#### Task to carry out
Copy the stretch of the records from their beginning through the line containing "x=89, y=263", reproducing each line exactly and including that final line.

##### Provided data

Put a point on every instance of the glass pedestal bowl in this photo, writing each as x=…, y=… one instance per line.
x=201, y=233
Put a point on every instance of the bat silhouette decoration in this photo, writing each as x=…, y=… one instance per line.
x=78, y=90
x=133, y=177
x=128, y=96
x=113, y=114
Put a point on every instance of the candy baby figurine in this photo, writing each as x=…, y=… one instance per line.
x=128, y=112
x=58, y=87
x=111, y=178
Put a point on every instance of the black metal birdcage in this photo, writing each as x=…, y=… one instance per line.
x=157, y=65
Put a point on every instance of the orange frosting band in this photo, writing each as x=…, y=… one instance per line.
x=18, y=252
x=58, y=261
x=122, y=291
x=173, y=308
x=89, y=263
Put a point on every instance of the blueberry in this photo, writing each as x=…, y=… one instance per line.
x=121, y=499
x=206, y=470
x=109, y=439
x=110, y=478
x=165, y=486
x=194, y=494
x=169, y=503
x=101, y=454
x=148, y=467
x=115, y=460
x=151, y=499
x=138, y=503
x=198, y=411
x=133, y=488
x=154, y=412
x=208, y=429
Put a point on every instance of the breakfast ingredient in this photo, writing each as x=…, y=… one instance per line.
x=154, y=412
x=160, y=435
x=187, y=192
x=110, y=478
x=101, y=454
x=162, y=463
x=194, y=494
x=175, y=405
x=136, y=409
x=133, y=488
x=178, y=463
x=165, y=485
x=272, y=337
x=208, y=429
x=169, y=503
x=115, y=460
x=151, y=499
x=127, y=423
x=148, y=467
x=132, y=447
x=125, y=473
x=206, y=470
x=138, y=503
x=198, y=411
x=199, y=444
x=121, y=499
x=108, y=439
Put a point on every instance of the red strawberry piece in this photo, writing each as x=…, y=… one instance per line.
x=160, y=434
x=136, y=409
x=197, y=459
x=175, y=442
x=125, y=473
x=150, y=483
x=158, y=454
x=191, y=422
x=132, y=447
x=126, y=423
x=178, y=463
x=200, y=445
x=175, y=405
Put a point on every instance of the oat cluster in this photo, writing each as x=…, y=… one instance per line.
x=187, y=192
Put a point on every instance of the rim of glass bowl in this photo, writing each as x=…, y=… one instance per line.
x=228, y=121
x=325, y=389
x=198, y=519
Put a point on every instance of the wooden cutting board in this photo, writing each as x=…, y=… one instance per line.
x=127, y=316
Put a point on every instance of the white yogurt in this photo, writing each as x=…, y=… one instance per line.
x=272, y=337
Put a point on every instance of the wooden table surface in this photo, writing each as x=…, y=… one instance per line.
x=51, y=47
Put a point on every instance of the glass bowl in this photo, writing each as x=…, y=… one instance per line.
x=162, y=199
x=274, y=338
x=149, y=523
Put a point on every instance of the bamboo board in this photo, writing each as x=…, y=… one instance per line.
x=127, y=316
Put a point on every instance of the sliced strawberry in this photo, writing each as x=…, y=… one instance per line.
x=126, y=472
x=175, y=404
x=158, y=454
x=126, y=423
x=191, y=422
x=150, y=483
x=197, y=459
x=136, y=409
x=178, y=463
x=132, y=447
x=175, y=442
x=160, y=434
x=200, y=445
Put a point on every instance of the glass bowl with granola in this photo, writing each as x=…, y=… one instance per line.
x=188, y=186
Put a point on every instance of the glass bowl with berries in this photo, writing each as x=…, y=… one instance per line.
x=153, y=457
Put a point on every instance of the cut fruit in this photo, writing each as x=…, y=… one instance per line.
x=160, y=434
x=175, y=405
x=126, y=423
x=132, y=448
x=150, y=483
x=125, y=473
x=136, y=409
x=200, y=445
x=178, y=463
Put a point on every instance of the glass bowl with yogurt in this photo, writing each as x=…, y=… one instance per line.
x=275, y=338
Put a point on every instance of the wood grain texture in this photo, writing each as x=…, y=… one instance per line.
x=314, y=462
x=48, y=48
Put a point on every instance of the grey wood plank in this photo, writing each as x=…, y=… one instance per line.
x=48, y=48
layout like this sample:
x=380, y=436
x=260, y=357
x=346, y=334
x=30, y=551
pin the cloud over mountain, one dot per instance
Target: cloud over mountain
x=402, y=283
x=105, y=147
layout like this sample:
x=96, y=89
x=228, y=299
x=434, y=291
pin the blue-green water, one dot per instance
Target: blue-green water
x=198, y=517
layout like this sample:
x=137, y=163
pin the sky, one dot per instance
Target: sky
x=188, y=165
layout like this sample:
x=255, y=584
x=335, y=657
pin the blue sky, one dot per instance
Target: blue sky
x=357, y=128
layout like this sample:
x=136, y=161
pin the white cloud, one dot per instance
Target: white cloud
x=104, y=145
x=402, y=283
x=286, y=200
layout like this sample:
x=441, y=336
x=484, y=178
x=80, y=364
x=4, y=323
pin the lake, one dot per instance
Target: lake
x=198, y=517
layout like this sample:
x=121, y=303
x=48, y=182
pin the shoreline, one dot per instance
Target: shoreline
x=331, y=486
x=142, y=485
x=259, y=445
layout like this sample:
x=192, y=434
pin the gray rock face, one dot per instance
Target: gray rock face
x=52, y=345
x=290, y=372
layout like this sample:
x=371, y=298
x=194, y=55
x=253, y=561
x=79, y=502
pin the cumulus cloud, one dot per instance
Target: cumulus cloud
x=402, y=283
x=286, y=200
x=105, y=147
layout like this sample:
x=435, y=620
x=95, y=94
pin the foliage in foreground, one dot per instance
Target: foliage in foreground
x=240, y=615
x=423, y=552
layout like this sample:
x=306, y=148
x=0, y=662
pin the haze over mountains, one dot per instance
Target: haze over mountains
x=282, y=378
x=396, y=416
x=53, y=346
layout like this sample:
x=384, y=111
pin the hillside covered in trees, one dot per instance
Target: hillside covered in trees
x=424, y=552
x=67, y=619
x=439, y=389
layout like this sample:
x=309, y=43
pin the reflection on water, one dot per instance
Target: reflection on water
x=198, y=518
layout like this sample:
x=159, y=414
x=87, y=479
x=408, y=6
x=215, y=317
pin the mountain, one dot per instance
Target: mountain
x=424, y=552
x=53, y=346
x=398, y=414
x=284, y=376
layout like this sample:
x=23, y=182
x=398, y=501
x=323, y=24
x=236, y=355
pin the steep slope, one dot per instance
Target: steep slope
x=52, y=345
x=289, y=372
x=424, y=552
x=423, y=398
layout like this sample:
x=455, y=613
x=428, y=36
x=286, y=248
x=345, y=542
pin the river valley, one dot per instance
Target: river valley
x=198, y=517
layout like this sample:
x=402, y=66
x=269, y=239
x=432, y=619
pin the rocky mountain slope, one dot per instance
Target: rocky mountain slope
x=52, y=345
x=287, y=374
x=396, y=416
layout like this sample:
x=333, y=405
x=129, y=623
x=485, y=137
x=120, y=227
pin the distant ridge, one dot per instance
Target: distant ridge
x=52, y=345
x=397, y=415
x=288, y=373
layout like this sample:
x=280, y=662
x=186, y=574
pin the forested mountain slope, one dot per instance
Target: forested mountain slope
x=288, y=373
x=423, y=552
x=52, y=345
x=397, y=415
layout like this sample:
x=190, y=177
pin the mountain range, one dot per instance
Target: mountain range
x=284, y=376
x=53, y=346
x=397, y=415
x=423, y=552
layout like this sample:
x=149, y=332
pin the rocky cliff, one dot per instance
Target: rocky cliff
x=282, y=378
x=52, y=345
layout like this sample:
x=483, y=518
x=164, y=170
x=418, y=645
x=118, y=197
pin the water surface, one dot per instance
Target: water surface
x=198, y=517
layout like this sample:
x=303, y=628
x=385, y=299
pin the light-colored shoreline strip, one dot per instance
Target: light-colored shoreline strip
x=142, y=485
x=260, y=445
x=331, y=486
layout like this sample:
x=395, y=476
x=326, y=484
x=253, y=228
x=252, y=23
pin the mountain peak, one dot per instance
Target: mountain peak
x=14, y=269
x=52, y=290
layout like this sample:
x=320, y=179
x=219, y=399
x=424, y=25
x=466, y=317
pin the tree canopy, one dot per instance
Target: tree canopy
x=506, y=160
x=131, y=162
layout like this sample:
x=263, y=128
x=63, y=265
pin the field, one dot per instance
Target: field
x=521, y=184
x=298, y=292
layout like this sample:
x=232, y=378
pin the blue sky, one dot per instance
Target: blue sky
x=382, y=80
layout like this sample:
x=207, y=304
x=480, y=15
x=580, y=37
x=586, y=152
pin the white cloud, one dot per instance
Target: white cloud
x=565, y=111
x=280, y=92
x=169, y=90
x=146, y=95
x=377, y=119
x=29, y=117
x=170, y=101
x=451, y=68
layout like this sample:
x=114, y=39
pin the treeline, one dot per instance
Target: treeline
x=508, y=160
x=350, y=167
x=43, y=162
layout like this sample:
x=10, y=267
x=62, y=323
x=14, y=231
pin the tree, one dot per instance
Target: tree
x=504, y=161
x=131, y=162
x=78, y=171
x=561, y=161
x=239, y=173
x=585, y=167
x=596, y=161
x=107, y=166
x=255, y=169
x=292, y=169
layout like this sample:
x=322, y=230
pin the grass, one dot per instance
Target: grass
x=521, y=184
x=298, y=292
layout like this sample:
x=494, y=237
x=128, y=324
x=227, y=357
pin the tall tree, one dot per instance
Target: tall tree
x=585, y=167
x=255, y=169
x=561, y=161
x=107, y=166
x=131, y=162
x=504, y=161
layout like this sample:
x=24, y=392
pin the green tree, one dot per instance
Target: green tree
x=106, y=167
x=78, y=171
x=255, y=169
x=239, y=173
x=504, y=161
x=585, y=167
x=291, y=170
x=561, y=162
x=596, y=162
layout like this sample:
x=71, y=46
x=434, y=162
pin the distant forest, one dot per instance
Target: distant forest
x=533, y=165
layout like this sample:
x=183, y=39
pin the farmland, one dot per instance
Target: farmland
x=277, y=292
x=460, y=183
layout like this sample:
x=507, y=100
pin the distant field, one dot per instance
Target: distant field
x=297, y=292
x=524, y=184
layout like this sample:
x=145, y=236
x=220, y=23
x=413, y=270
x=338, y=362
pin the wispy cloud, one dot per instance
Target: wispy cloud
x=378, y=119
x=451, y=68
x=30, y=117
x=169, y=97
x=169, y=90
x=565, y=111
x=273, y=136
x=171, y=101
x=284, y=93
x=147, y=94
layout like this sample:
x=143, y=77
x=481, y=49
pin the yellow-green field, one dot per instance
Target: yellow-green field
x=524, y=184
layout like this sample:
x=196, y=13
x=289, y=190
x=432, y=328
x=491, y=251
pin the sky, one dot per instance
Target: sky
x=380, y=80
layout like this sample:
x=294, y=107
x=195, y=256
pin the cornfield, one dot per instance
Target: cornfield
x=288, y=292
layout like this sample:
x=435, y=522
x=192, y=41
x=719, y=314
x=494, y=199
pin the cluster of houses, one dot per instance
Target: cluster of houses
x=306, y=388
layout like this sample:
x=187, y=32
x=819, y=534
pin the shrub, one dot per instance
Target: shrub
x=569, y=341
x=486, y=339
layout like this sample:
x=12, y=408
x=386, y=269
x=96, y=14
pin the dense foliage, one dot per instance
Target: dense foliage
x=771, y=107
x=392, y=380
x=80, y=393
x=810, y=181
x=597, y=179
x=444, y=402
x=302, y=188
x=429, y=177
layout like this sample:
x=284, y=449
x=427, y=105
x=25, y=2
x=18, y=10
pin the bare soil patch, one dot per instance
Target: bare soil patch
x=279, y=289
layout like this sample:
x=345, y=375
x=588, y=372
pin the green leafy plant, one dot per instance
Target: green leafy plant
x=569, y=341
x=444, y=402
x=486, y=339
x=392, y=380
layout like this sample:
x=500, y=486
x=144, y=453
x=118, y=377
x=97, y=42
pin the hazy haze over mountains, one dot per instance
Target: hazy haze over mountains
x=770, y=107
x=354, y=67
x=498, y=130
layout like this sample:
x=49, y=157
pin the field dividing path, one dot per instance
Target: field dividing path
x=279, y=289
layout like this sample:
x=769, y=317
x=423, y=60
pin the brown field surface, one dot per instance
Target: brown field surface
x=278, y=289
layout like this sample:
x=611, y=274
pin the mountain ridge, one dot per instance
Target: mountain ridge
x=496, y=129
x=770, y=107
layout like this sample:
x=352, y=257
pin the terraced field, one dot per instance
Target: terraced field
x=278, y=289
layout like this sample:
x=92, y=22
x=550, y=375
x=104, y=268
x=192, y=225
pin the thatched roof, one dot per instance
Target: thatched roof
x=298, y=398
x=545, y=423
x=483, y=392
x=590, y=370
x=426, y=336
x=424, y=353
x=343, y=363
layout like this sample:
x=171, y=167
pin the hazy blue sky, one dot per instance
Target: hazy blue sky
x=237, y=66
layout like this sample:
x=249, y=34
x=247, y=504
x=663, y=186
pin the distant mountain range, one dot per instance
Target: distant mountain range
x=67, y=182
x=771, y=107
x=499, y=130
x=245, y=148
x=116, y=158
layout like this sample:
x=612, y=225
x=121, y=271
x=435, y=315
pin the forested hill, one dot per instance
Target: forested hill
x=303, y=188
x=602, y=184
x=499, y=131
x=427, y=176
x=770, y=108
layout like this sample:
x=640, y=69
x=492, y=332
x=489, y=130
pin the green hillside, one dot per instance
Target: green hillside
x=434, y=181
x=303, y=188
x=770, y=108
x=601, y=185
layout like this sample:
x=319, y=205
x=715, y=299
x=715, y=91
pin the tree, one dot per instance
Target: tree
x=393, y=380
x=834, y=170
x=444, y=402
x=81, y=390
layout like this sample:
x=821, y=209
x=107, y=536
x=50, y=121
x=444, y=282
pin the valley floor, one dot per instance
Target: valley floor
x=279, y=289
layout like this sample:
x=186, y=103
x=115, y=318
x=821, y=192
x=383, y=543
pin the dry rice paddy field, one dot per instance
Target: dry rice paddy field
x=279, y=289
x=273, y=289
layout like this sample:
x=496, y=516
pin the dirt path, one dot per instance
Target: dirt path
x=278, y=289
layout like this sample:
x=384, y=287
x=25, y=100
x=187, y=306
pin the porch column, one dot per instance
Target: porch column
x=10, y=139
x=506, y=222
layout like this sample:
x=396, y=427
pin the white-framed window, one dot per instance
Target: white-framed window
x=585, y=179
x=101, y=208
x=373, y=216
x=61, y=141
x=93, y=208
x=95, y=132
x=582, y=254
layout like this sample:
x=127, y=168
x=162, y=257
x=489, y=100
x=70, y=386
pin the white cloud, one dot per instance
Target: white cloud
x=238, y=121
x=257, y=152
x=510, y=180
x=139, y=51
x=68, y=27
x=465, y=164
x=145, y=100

##########

#### Solution to this exercise
Put a point on every instance of the glass pedestal bowl in this photo, writing each as x=…, y=… one instance per line.
x=201, y=233
Put a point on every instance of the bat silhouette decoration in this photo, writing each as x=…, y=… one instance per line.
x=78, y=90
x=133, y=177
x=128, y=96
x=113, y=114
Put a point on every instance of the candy baby figurine in this photo, writing each as x=…, y=… one instance per line.
x=128, y=112
x=58, y=87
x=111, y=178
Put a point on every instance of the black metal birdcage in this photo, writing each as x=…, y=… one instance per line.
x=157, y=65
Put a point on every instance of the orange frosting band in this photo, writing each as x=…, y=… one instance per line.
x=18, y=252
x=58, y=261
x=122, y=291
x=173, y=308
x=89, y=263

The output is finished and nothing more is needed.